## Excerpts from a dataset
-=-=-
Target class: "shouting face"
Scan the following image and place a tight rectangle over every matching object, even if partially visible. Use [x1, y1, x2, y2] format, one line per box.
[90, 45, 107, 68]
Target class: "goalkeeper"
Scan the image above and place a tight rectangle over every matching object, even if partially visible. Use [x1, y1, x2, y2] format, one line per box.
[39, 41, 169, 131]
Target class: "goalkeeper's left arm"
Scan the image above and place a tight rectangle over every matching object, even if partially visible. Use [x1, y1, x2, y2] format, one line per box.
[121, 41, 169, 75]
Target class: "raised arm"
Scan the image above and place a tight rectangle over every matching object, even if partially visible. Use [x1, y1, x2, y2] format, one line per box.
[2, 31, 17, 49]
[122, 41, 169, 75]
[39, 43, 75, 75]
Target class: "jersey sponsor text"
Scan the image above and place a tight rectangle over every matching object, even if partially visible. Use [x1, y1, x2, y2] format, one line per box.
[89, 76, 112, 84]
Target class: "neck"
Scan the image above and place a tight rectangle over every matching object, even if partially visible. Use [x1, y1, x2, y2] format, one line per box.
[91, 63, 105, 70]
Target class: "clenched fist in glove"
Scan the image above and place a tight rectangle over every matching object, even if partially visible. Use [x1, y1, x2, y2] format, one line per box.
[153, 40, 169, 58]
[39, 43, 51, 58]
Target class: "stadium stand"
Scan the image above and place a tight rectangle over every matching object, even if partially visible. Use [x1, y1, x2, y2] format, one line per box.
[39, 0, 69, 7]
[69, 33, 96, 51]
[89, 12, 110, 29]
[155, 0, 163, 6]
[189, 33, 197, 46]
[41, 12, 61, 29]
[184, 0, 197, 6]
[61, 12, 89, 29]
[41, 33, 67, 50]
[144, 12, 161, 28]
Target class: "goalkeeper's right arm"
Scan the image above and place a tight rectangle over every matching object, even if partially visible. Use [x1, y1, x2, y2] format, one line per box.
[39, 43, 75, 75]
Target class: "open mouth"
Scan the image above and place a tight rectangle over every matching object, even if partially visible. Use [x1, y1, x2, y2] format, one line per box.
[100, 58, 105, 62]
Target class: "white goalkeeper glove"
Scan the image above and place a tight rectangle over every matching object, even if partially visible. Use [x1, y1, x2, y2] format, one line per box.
-=-=-
## WHAT THE TASK REQUIRES
Check each line of the records for the word "glove" and extract those that contain it.

## SOLUTION TO THIS EXERCISE
Target class: "clenched fist in glove"
Target class: "white goalkeeper glove"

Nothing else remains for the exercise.